* **WORK REQUIRED**: Your answer should be every line of the entries that has the string "below" in it.

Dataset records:
______
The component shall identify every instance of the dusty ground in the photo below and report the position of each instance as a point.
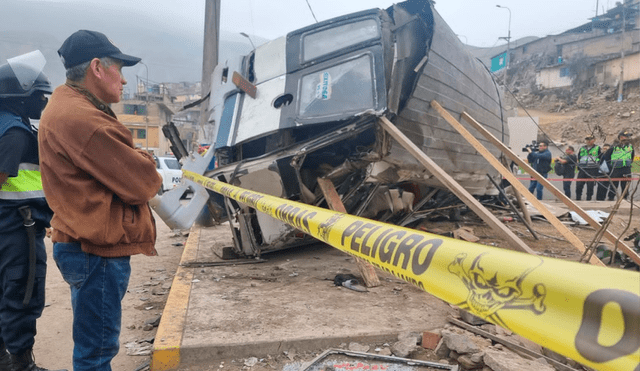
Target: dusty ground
(150, 282)
(594, 111)
(278, 276)
(151, 277)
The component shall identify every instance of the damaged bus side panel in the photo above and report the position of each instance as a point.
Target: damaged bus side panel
(317, 96)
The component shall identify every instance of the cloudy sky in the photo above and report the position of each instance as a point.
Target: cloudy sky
(479, 22)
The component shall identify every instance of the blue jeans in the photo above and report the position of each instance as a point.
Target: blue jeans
(538, 187)
(17, 321)
(97, 287)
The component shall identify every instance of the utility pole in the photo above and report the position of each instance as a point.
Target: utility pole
(146, 107)
(508, 38)
(209, 56)
(624, 25)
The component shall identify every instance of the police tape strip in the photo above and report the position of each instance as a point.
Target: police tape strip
(602, 180)
(587, 313)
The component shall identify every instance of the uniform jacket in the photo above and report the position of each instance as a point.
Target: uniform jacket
(19, 154)
(97, 184)
(540, 161)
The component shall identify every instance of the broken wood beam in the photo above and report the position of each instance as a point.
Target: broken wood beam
(511, 345)
(556, 192)
(454, 187)
(572, 238)
(367, 270)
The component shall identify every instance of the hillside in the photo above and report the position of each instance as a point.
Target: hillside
(579, 113)
(171, 54)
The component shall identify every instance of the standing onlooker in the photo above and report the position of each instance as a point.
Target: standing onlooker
(620, 156)
(588, 166)
(569, 161)
(98, 186)
(24, 213)
(604, 186)
(540, 160)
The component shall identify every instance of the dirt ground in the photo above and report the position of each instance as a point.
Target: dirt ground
(152, 276)
(149, 285)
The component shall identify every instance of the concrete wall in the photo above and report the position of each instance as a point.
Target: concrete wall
(603, 45)
(547, 45)
(609, 72)
(550, 78)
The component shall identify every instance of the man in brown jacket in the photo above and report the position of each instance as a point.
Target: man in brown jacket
(98, 185)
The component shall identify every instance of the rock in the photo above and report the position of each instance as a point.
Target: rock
(502, 331)
(442, 350)
(490, 328)
(355, 347)
(153, 321)
(430, 340)
(385, 351)
(553, 355)
(460, 343)
(404, 348)
(527, 343)
(509, 361)
(250, 362)
(470, 318)
(468, 363)
(410, 337)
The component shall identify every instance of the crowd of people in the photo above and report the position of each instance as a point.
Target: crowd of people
(603, 170)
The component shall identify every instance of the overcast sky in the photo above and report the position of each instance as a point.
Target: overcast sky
(479, 22)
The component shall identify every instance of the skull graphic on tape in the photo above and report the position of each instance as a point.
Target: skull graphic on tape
(325, 228)
(491, 290)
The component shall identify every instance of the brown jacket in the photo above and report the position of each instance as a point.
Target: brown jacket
(95, 181)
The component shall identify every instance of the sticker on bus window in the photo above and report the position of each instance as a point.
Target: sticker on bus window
(323, 90)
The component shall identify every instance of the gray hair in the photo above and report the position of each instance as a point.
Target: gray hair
(77, 73)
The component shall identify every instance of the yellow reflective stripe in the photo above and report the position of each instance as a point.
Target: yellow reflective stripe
(26, 181)
(28, 184)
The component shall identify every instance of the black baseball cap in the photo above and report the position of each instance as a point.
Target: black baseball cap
(84, 45)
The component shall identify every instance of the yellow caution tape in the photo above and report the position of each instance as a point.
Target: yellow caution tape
(587, 313)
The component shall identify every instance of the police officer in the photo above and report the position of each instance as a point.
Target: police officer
(24, 213)
(588, 166)
(620, 156)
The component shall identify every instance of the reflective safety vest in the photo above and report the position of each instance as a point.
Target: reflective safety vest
(621, 156)
(28, 183)
(589, 157)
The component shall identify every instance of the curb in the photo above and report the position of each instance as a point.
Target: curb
(166, 347)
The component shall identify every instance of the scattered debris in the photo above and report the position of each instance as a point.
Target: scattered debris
(336, 359)
(598, 215)
(349, 281)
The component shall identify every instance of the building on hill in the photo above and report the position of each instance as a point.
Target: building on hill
(144, 114)
(582, 56)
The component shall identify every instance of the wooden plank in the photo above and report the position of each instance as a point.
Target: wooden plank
(572, 238)
(367, 270)
(510, 345)
(455, 188)
(556, 192)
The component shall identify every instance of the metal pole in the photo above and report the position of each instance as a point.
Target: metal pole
(247, 36)
(624, 25)
(146, 107)
(508, 40)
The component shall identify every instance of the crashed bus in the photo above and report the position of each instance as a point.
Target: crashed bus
(306, 106)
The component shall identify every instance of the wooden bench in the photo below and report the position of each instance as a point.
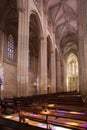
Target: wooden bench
(6, 124)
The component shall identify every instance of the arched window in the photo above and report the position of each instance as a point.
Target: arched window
(10, 47)
(72, 72)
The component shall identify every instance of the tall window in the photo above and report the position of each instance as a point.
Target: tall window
(10, 47)
(36, 2)
(72, 72)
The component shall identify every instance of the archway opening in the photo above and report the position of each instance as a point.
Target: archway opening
(34, 54)
(72, 79)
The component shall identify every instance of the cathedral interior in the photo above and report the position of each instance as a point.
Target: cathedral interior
(43, 64)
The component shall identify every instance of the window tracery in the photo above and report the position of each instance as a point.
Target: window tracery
(10, 47)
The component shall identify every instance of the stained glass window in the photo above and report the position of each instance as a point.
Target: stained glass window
(36, 2)
(10, 47)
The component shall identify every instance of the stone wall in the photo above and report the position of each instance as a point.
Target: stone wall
(10, 80)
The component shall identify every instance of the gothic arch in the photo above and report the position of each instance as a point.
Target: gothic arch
(32, 12)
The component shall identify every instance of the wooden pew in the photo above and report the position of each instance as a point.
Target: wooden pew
(8, 103)
(6, 124)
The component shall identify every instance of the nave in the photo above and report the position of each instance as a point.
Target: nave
(49, 115)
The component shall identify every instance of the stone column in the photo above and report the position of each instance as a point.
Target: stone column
(82, 13)
(43, 66)
(23, 47)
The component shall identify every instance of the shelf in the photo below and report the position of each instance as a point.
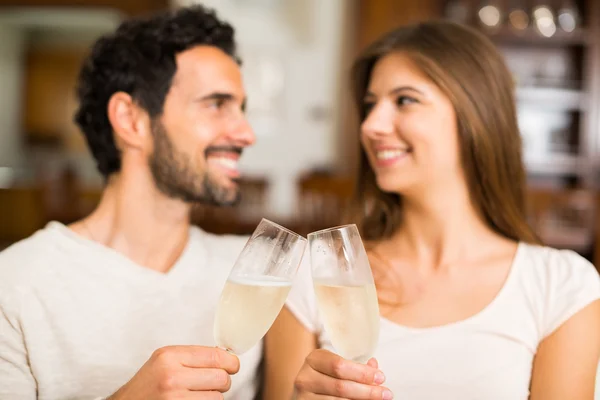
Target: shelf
(505, 34)
(555, 164)
(552, 98)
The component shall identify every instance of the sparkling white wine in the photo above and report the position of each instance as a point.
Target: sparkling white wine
(351, 317)
(247, 309)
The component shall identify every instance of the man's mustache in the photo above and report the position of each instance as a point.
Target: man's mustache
(223, 149)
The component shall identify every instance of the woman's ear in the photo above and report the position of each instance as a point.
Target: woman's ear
(129, 122)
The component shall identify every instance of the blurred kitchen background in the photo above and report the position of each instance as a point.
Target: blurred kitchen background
(296, 58)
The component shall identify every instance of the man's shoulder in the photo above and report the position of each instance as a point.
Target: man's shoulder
(21, 262)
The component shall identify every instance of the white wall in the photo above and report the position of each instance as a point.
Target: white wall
(11, 79)
(306, 35)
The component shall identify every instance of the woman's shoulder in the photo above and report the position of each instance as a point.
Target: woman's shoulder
(551, 261)
(560, 282)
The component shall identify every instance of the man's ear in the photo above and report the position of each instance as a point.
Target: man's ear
(129, 121)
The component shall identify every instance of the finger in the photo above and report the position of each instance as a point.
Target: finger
(203, 396)
(312, 396)
(326, 385)
(200, 357)
(204, 379)
(337, 367)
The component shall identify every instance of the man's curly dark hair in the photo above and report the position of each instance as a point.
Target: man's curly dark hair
(139, 59)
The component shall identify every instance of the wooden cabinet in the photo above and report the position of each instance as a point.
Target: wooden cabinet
(50, 79)
(129, 7)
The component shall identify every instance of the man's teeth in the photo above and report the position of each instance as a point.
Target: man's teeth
(226, 162)
(389, 154)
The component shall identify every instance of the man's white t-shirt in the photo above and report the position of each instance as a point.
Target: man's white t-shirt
(487, 356)
(78, 319)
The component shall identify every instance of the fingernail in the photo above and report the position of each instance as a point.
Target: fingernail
(379, 377)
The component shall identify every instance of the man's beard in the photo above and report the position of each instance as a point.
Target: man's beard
(175, 176)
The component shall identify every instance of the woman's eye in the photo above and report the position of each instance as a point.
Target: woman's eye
(404, 100)
(218, 103)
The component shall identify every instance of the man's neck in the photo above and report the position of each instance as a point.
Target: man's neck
(138, 221)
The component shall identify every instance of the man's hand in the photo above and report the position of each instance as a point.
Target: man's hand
(182, 372)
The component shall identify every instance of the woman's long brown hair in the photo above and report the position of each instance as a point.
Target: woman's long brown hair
(472, 73)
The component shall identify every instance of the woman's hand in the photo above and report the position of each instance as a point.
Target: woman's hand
(328, 376)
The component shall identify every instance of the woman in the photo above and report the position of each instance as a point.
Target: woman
(471, 306)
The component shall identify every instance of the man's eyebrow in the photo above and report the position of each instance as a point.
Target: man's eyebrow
(223, 96)
(217, 96)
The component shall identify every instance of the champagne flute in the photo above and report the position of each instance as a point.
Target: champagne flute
(345, 291)
(257, 286)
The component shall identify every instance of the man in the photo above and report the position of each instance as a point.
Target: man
(117, 304)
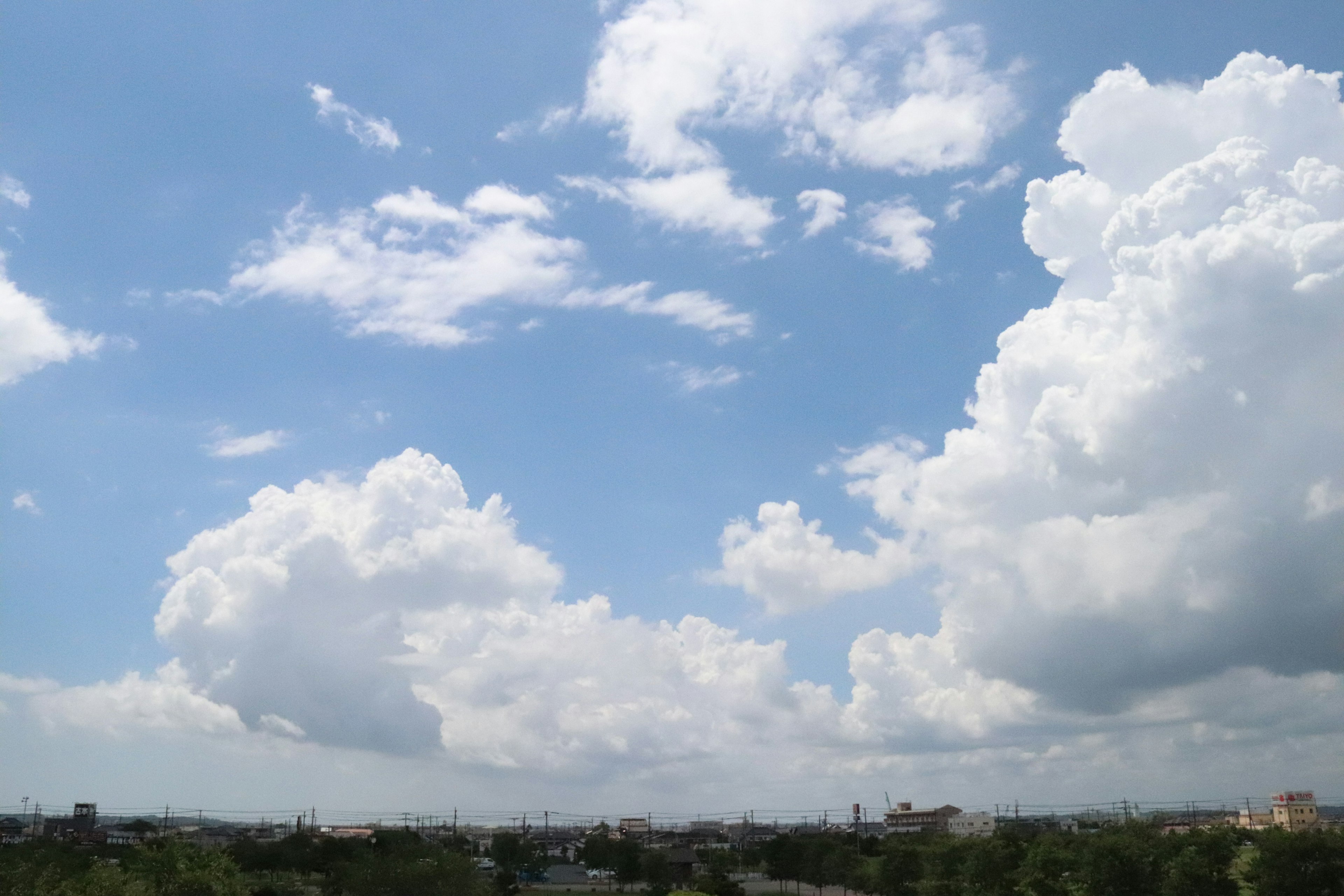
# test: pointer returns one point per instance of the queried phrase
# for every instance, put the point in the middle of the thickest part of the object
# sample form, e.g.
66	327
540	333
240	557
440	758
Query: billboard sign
1294	797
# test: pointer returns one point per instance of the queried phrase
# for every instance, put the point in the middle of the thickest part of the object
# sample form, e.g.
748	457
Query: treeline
394	864
1124	860
1128	860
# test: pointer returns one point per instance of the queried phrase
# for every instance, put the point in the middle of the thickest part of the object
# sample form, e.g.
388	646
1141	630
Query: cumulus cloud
1142	522
894	233
820	73
853	81
366	130
1136	569
827	209
412	266
30	339
230	447
702	199
392	614
791	566
13	190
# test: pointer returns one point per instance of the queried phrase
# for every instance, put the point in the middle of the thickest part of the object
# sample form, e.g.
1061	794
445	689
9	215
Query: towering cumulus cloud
1138	537
389	614
1147	512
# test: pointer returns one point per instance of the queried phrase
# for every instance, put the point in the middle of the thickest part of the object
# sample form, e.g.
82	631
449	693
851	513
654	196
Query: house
683	863
1295	811
757	835
972	824
11	831
905	820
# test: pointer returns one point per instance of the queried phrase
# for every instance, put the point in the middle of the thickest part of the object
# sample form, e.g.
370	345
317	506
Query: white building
972	824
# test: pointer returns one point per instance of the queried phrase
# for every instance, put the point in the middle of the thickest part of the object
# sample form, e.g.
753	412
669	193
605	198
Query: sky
671	405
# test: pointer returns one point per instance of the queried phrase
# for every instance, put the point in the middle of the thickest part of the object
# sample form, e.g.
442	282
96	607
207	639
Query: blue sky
159	144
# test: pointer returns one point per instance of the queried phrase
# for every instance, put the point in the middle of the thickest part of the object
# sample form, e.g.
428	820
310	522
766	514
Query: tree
427	872
656	872
174	868
1297	864
1126	860
1048	867
1203	866
899	870
625	862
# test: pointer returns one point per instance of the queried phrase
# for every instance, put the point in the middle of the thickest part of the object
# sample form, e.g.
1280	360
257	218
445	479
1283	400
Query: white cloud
412	268
390	614
166	702
30	339
366	130
896	233
851	81
791	566
1134	585
823	73
693	379
13	190
827	209
691	308
232	447
1006	176
702	199
1117	542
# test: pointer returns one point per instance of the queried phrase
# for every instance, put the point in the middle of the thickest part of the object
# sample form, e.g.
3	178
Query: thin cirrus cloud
810	70
227	447
27	503
413	268
30	339
1107	535
704	199
896	232
370	132
1119	566
13	190
827	209
694	379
______
* **WRITTEN RESPONSE**:
The component shall identify every instance of the dusty ground in the photo below and report the position of each instance as a point.
The component shall identify every instance of the wooden bench in the photo below and report the position of each instance as a point.
The component shall identify every instance of the shelf in the photo below and report the position of each instance as a point.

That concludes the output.